**Document excerpt**
>> Begin

Your probably thinking of Pong, the other console released befor the 2600. The odyssey1 was escentually a pong type machine too, so I don't really count that, in fact I count those as the original consoles, befor others.

No, it would be the RCA Studio II most likely, which was also released before the Video Computer System (2600). Likewise, the Odyssey is a far cry from a "pong prototype". While it's crude analog graphics were hardly stellar, the tennis game was only one of many. The main reason it was followed by "Pong" consoles (of which there were a good 75 already from '74-'76) and not Ski, Simon Says, Analogic, Hockey, Football, Cat and Mouse, Haunted House, Submarine, Roulette, States, Fun Zoo, Baseball, Invasion, Volleyball, Handball, Wipout, Win, Interplanetary Voyage, Basketball, Brain Wave, Shootout, Dogfight, or Shooting Gallery consoles is of course because of the appearance of a rather "similar" game in the arcades at the time by Atari.


Video said:

Fairchild on the other hand...didn't that come out in 77 sometime?  But it was quickly overshadowed by Atari, even though it did have removable roms as well.

No. Fairchild's Video Entertainment System (The VES, later renamed to Channel F) was released in August of 1976, the RCA Studio II came out in January of 1977, Atari's VCS (2600) came out in October 1977.

>> End

**Exercise A**
Return each line of the listing below that contains the word "hiking", treating uppercase and lowercase as different.

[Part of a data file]
>> Begin

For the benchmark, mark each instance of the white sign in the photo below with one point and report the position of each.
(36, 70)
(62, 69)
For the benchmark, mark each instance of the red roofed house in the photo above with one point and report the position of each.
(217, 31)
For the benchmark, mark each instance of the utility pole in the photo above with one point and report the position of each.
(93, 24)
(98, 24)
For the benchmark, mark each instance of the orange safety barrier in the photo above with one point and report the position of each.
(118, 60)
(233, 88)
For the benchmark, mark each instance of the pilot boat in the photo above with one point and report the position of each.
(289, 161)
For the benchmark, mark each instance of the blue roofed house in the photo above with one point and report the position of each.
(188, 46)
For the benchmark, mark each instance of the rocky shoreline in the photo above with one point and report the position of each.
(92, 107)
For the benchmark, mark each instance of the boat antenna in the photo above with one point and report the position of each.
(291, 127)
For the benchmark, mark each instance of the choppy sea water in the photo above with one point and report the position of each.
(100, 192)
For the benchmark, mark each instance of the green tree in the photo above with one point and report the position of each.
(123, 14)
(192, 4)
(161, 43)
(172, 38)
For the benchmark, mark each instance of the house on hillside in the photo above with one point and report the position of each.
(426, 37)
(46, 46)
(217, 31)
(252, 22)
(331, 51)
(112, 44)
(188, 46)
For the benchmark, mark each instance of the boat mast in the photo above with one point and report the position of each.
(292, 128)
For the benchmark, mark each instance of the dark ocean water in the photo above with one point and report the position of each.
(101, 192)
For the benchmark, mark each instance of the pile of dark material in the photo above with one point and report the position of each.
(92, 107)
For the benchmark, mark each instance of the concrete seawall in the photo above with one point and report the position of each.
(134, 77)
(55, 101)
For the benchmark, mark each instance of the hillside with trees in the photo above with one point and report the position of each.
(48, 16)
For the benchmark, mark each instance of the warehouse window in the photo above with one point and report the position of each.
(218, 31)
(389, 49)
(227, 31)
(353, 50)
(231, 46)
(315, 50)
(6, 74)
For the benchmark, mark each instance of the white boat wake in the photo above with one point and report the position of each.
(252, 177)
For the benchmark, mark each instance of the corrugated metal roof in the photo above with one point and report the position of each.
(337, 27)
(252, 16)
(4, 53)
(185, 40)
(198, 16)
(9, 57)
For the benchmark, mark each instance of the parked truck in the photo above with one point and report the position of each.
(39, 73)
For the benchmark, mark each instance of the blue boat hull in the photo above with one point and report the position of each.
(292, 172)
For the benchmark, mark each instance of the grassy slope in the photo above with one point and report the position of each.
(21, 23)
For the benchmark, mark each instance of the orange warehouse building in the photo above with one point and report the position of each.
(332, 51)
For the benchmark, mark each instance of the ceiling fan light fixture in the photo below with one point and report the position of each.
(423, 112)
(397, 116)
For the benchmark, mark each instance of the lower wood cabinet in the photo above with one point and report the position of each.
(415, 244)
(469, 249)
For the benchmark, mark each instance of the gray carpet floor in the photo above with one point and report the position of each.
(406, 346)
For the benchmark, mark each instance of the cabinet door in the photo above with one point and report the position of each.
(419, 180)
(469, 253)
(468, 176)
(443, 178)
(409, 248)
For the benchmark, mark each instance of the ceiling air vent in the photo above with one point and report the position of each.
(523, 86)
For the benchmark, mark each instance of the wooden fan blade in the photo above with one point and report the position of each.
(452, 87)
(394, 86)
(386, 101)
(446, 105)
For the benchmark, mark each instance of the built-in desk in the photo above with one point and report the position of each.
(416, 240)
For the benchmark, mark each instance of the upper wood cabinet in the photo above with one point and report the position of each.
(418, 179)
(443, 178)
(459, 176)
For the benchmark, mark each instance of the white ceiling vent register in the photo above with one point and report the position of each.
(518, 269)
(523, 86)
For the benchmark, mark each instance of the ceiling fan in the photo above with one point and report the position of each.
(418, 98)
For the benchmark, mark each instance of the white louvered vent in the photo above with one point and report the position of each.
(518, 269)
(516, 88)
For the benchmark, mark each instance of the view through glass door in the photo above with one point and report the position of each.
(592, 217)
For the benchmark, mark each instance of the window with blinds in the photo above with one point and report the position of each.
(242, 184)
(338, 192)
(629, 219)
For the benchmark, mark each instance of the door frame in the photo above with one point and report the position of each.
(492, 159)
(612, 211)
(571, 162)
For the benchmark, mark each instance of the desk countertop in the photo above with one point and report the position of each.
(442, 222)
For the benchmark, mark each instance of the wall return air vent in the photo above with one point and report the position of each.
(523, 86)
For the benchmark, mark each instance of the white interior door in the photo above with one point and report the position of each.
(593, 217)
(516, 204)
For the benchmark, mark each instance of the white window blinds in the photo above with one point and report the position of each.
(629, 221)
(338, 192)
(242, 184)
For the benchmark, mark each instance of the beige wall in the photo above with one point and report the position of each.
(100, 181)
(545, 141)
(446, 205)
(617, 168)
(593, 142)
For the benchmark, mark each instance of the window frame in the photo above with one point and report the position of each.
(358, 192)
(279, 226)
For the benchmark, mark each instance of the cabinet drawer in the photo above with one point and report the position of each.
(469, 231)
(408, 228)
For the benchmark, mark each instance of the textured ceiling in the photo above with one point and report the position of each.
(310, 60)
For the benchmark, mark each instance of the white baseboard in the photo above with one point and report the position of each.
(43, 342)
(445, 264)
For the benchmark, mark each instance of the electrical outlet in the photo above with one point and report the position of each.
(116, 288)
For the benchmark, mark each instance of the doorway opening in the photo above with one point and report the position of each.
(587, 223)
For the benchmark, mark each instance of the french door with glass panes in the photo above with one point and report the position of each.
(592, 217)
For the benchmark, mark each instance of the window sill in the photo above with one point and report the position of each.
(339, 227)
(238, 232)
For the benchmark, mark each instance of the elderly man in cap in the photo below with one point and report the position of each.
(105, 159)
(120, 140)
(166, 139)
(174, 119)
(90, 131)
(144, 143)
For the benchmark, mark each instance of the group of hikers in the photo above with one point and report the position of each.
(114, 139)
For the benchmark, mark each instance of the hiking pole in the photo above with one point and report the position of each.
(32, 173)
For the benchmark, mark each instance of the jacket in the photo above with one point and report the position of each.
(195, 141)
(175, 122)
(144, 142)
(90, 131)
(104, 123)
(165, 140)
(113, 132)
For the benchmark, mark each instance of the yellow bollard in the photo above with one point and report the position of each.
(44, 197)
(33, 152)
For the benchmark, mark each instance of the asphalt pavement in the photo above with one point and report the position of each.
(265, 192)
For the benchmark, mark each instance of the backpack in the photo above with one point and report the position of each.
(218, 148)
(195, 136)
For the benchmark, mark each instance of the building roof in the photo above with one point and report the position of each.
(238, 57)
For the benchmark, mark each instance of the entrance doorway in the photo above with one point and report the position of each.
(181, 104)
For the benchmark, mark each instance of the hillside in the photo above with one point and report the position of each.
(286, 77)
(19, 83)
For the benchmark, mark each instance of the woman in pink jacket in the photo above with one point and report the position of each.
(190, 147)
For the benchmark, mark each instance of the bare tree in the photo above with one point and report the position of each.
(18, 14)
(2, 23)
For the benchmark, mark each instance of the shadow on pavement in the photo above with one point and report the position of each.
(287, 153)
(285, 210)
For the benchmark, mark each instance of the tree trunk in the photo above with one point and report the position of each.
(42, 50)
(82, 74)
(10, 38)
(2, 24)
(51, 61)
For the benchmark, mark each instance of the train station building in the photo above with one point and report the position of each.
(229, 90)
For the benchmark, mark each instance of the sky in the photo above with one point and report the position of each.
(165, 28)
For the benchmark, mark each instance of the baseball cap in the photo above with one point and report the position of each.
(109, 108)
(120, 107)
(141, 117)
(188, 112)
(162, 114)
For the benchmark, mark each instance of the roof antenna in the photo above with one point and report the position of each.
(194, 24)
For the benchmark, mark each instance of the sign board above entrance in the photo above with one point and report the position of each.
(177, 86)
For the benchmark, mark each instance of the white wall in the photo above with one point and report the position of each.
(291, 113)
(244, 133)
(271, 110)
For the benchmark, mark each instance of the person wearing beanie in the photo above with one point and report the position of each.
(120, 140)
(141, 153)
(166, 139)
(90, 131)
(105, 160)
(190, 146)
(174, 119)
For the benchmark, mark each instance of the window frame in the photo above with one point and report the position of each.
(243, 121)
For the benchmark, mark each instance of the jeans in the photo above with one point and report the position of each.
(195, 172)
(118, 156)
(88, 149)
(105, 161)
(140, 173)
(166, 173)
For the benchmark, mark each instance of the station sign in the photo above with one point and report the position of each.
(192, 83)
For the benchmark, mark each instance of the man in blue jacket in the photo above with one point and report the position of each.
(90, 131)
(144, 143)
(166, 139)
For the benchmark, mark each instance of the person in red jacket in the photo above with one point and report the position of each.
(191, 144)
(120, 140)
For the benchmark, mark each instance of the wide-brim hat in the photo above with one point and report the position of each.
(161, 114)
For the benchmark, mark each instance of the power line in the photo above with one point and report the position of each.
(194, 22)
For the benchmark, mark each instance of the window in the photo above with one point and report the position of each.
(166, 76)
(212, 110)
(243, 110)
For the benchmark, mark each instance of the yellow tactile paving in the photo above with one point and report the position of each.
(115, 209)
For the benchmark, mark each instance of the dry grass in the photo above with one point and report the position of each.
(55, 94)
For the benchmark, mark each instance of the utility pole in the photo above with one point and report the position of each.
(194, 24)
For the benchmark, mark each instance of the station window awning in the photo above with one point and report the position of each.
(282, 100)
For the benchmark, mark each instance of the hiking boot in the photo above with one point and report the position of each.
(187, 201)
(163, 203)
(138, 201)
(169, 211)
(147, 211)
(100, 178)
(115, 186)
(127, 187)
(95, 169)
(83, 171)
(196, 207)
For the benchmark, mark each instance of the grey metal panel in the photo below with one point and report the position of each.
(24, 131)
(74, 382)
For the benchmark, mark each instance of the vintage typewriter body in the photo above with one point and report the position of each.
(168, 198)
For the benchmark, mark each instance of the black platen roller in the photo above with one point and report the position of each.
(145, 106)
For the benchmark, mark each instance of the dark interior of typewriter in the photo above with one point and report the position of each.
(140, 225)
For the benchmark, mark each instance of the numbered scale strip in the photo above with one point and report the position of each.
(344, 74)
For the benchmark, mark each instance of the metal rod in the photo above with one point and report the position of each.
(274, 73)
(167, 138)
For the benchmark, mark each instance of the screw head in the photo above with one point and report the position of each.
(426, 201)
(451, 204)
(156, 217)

>> End

**Exercise B**
Continue the forum exchange about early video game consoles, starting after its last sentence.

**Reply A**
For the benchmark, mark each instance of the hiking pole in the photo above with one point and report the position of each.
For the benchmark, mark each instance of the hiking boot in the photo above with one point and report the position of each.

**Reply B**
What really killed the VES wasn't the VCS's superiority over it - it was the original crash (the 1st video game crash) of winter '77. When it appeared on the market, it of course scared the many makers of pong consoles. With the release of two more programmable consoles over the following year, it scared them so much so that as is well known, most got out of the business. Consequently, stock was dumped at discount prices that following Christmass (since consoles were mainly marketed at that time instead of year around back then).

It killed sales for all three consoles, and they struggled to survive (even changing the name to Channel F to stop confusion with Atari's VCS). But the damage was done and within a year Fairchild dropped the system and sold it to Zircon (including the rights to the revised edition they were working on). RCA's Studio II (which was technically obsolete by the time it hit the market when compared to Fairchild's system) went out within about a year as well. The only reason the VCS survived at that time was because Warner was willing to pump the money to keep it afloat. It's well known Nolan wanted to cut losses and dump it.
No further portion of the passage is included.